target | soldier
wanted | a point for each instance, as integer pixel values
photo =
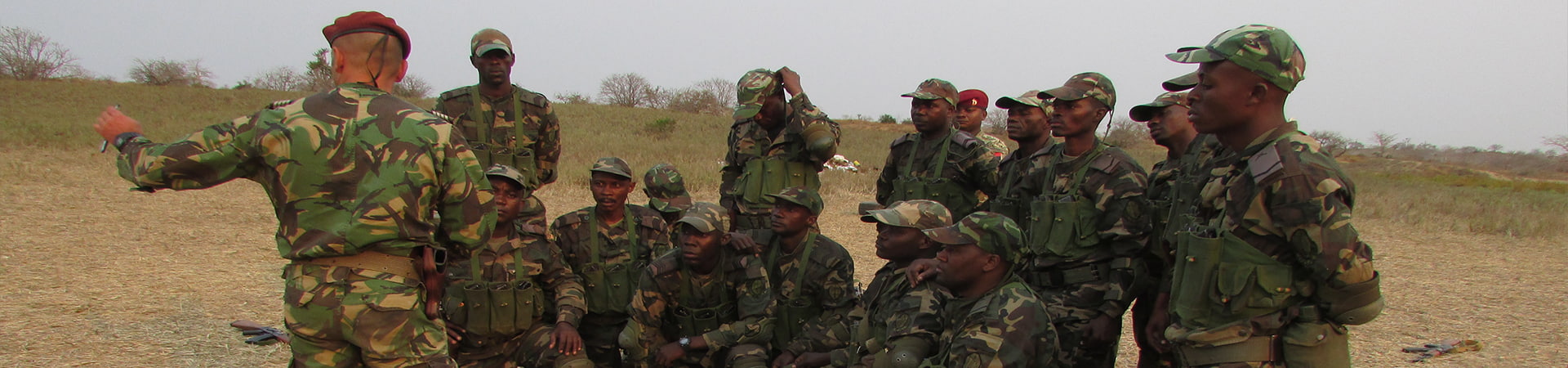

****

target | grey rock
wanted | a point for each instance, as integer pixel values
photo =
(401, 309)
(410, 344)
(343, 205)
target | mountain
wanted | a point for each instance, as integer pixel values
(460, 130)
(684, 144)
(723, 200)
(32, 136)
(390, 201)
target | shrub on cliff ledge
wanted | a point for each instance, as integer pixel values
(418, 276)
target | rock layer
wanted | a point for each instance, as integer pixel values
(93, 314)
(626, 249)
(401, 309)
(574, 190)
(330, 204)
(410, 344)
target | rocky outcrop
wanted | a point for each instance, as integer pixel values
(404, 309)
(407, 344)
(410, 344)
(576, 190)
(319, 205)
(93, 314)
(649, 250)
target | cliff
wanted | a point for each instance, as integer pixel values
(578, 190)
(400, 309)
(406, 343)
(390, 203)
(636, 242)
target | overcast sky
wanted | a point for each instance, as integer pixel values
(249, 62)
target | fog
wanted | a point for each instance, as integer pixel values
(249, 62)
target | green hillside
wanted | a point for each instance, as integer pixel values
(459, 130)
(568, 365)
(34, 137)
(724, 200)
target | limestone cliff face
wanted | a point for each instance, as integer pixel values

****

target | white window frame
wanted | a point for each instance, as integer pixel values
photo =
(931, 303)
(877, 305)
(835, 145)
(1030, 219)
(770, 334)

****

→ Problem description: Filter the entries down to the lines that include the string "target".

→ Answer box:
target | soldier
target | grey rock
target | mountain
target | shrub on cliff ledge
target | rock layer
target | rocky outcrop
target | cliff
target | overcast sky
target | fog
target | green hillside
target | limestone cliff face
target | white window frame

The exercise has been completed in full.